─── Records supplied

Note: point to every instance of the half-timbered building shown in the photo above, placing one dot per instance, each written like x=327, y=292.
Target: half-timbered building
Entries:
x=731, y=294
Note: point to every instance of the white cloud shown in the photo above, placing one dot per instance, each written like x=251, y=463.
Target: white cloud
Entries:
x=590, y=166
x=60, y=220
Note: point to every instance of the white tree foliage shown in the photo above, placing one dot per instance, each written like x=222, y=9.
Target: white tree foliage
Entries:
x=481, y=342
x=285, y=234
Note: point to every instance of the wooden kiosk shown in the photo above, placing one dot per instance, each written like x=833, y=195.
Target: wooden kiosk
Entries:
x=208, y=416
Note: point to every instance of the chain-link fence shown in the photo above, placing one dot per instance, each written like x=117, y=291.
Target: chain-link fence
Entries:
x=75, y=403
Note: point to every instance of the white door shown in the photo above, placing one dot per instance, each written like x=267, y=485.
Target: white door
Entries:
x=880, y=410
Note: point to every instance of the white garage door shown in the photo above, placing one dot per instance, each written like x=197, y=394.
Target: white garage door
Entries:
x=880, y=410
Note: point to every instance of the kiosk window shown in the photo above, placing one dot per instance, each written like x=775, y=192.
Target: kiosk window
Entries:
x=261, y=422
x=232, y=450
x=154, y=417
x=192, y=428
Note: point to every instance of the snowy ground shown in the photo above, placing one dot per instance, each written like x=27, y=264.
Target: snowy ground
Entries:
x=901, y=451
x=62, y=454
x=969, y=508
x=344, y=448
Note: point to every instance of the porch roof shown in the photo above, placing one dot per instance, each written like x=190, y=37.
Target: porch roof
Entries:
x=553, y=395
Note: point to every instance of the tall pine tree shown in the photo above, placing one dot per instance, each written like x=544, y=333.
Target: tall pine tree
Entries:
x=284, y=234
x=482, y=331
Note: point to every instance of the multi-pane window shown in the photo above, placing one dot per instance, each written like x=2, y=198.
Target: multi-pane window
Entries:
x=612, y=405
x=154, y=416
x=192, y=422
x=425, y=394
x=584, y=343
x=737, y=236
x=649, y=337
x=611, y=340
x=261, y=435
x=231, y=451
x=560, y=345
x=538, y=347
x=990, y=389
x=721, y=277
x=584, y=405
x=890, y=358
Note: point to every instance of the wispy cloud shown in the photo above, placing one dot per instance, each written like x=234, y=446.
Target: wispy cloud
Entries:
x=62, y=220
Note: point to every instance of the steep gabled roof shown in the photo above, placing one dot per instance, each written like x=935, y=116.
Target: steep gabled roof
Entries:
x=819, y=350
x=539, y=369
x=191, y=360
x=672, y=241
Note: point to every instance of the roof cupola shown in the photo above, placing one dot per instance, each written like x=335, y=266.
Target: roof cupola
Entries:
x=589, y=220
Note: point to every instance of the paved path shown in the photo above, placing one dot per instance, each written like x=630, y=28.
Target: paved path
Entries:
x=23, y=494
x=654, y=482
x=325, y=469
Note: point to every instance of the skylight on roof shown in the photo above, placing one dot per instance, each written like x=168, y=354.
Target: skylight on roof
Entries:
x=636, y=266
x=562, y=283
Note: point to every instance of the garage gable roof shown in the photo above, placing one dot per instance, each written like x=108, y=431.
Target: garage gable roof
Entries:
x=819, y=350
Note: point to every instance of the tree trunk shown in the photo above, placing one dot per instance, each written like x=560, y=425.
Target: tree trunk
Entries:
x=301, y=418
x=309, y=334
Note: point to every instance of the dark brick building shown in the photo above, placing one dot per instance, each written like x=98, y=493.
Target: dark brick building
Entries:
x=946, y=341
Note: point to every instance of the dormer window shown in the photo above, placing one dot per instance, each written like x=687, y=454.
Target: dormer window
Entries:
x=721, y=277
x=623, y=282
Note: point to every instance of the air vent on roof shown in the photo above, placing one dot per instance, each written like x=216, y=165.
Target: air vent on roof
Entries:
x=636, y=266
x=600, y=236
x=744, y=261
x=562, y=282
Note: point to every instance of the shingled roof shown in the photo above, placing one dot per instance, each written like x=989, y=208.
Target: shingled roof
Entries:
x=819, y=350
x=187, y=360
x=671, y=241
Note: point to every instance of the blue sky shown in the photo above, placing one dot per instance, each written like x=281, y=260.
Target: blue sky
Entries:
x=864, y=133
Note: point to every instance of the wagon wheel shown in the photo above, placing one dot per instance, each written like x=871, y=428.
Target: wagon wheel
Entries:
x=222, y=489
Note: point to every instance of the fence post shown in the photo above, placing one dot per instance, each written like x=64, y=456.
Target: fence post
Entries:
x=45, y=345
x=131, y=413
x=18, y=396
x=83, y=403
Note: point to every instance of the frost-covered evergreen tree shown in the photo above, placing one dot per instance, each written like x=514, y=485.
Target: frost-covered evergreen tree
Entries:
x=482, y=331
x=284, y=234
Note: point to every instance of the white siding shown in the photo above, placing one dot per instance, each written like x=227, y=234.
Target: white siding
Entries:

──────

**Task directions**
Give the complete listing again, exactly as it appears above.

**Solution below**
Note: point to every instance of the half-timbered building shown in the photo above, placing one dot per instance, each written like x=327, y=292.
Target: half-timbered building
Entries:
x=731, y=294
Note: point to every instance of the white cloud shown in the photo above, placing one dot per instance, each written like x=251, y=463.
Target: white cloud
Entries:
x=590, y=166
x=60, y=220
Note: point to every instance of the white tree foliage shown in the photo above, placing one dot per instance, each written like x=222, y=9.
Target: white tree foliage
Entries:
x=481, y=342
x=285, y=234
Note: point to every instance of the wooden kiosk shown in the photo above, placing one dot per instance, each written like x=833, y=195.
Target: wooden kiosk
Entries:
x=208, y=416
Note: point to every instance of the chain-link fence shown in the photo above, placing one dot per instance, each written like x=117, y=291.
Target: chain-link fence
Entries:
x=75, y=403
Note: point to every instance of the white door shown in the photo above, placing one dot per instance, each written like x=267, y=485.
Target: white door
Entries:
x=880, y=410
Note: point to every instance of the white garage door shown in the photo above, placing one dot per instance, each written like x=197, y=394.
Target: white garage door
Entries:
x=880, y=410
Note: point to every instance of the kiosk window shown in the photo above, placing one dot per instance, each written like x=775, y=192.
Target: kiosk window
Entries:
x=261, y=422
x=232, y=450
x=154, y=417
x=192, y=428
Note: point to every instance of the snowy ground shown in the photo above, placing one dot per instance, each written like x=27, y=264.
Target: snowy ground
Entries:
x=901, y=451
x=62, y=454
x=969, y=508
x=344, y=448
Note: point to every instance of the porch roof shown in the photo above, placing one dot per instance, each written like x=190, y=37.
Target: porch roof
Entries:
x=553, y=395
Note: point to every instance of the tall pine tree shown in the photo above, placing one dot per instance, each written like x=544, y=333.
Target: tall pine tree
Entries:
x=284, y=234
x=482, y=331
Note: point to every instance of the multi-pane window shown in the photo above, placing one dot per instance, each written like x=2, y=198.
Target: multi-pane window
Entries:
x=612, y=405
x=154, y=416
x=192, y=422
x=425, y=394
x=584, y=343
x=737, y=236
x=649, y=337
x=611, y=340
x=261, y=435
x=231, y=451
x=560, y=345
x=538, y=347
x=990, y=389
x=721, y=277
x=584, y=405
x=890, y=358
Note: point to every instance of the wispy cloud shown in the photo above, placing one dot per instance, each written like x=234, y=446.
Target: wispy cloud
Entries:
x=62, y=220
Note: point to every instance of the steep gabled roof shown in the photo above, placing one dot per instance, each written like x=935, y=116.
Target: steep gabled roof
Entries:
x=819, y=350
x=539, y=369
x=191, y=360
x=672, y=241
Note: point to every instance of the roof cupola shown in the photo above, placing one dot per instance, each written like x=335, y=266.
Target: roof cupola
Entries:
x=589, y=220
Note: point to every instance of the paved path shown in the photo above, placing one dot per instance, each written like x=630, y=28.
Target: paved path
Entries:
x=23, y=494
x=654, y=482
x=325, y=469
Note: point to every instance of the skylight on roof shown in the photo above, placing one dot per instance, each written like x=168, y=354.
Target: skylight on roof
Entries:
x=636, y=266
x=562, y=283
Note: point to every instance of the garage gable roof shown in the photo above, placing one dot per instance, each written like x=108, y=431.
Target: garage gable roof
Entries:
x=819, y=350
Note: point to every instance of the tree trunk shown in the photo above, placing one dot per instance, each written like x=560, y=425.
Target: tree trunk
Entries:
x=301, y=418
x=309, y=334
Note: point to every instance of the dark brick building shown in the photo above, placing one dot per instance, each written like x=98, y=493.
Target: dark brick building
Entries:
x=946, y=341
Note: point to every instance of the dormer window shown in the photo above, placing one dot per instance, each written like x=687, y=454.
Target: dormer window
Entries:
x=721, y=277
x=623, y=282
Note: point to every instance of the air vent on roof shown in the photo above, placing one dot per instance, each written like x=216, y=165.
Target: air vent on roof
Entries:
x=636, y=266
x=600, y=236
x=744, y=261
x=562, y=282
Note: point to every instance of the shingled roof shown in the photo above, placing one dot per instance, each written like x=989, y=208.
Target: shingled roof
Entries:
x=819, y=350
x=187, y=360
x=671, y=241
Note: point to every instance of the blue sky shown in the photo above, placing one dot per instance, each written like x=281, y=260.
Target: blue sky
Entries:
x=864, y=133
Note: point to every instance of the wagon wheel shown in the photo above, placing one dot per instance, each written like x=871, y=428.
Target: wagon wheel
Entries:
x=222, y=489
Note: point to every instance of the fence post shown in the photo above, placing one dot per instance, each written like x=64, y=456.
Target: fence post
Entries:
x=45, y=345
x=131, y=413
x=18, y=396
x=83, y=403
Note: point to every instance of the frost-covered evergreen tree shown in the photo above, placing one dot per instance, each written like x=514, y=485.
Target: frost-covered evergreen tree
Entries:
x=482, y=331
x=284, y=234
Note: point to every instance of the white siding shown in the photo above, placing one dot per instance, each written like x=227, y=234.
Target: white siding
Entries:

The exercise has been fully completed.